PROMPT: Convert the lines from the one containing "outline **green bush**, every instance" through the end of the items into a Markdown table with the columns Row and Line, numbering each row and leaving out any blank lines.
= = =
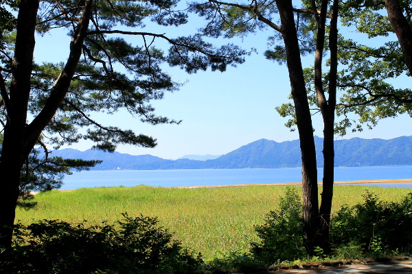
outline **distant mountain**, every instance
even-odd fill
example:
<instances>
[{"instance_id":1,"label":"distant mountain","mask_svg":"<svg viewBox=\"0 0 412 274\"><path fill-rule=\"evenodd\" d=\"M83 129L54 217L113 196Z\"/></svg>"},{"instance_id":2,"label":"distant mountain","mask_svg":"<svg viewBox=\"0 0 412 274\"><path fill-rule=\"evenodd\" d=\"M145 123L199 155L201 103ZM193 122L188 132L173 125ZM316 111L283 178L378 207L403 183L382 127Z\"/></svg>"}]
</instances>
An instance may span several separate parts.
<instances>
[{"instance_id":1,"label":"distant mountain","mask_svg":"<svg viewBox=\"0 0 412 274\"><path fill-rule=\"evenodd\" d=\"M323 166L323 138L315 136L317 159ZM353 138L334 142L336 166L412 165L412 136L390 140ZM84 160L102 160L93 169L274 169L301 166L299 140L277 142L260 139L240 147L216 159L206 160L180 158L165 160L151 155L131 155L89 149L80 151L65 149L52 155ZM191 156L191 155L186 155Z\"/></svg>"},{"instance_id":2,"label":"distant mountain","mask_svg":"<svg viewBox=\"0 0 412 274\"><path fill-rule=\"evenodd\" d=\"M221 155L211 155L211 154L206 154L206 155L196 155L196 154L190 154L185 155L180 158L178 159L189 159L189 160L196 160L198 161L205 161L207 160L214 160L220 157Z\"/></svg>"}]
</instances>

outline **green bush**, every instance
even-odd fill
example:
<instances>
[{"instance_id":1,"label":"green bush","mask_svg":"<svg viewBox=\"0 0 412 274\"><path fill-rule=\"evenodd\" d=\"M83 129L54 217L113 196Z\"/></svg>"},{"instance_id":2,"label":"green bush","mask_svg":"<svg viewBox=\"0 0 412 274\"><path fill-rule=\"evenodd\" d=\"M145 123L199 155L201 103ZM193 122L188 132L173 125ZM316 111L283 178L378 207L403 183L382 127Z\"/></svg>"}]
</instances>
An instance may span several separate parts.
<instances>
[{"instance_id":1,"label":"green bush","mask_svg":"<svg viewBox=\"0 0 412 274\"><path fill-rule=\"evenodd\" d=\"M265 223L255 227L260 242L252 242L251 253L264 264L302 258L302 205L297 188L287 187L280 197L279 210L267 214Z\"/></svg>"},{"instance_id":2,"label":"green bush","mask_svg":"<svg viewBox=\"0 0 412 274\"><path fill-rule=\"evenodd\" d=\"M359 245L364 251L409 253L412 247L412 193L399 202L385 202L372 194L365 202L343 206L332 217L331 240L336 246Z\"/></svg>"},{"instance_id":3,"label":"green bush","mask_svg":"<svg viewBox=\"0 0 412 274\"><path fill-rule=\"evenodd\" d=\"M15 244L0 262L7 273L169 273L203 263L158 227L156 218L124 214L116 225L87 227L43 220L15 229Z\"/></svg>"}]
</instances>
= = =
SOLUTION TO THIS PROBLEM:
| Row | Line |
|---|---|
| 1 | outline **green bush**, every instance |
| 2 | even-odd fill |
| 3 | example: |
| 4 | <instances> |
| 5 | [{"instance_id":1,"label":"green bush","mask_svg":"<svg viewBox=\"0 0 412 274\"><path fill-rule=\"evenodd\" d=\"M83 129L54 217L113 196Z\"/></svg>"},{"instance_id":2,"label":"green bush","mask_svg":"<svg viewBox=\"0 0 412 274\"><path fill-rule=\"evenodd\" d=\"M145 123L199 155L201 103ZM193 122L188 132L173 125ZM316 111L283 178L378 207L403 183L382 127Z\"/></svg>"}] |
| 6 | </instances> |
| 7 | An instance may span several separate parts. |
| 8 | <instances> |
| 9 | [{"instance_id":1,"label":"green bush","mask_svg":"<svg viewBox=\"0 0 412 274\"><path fill-rule=\"evenodd\" d=\"M265 223L255 227L260 242L252 242L251 253L264 264L302 258L302 205L297 188L287 187L280 197L279 210L267 214Z\"/></svg>"},{"instance_id":2,"label":"green bush","mask_svg":"<svg viewBox=\"0 0 412 274\"><path fill-rule=\"evenodd\" d=\"M359 245L364 251L409 253L412 247L412 193L399 202L385 202L372 194L365 202L343 206L332 217L331 240L336 246Z\"/></svg>"},{"instance_id":3,"label":"green bush","mask_svg":"<svg viewBox=\"0 0 412 274\"><path fill-rule=\"evenodd\" d=\"M15 244L0 262L7 273L169 273L203 263L158 227L156 218L124 214L116 225L87 227L43 220L15 229Z\"/></svg>"}] |
| 10 | </instances> |